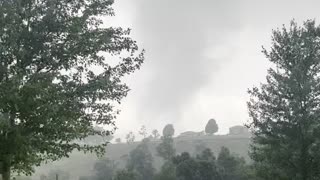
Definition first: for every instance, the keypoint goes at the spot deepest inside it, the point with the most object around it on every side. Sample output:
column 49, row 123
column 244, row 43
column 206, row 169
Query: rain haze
column 201, row 58
column 159, row 90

__PROBLEM TO WORK ON__
Return exactly the lines of the listing that run from the one containing "column 244, row 43" through the last, and no others.

__TASK OUTPUT__
column 244, row 43
column 206, row 169
Query: rain haze
column 201, row 58
column 159, row 90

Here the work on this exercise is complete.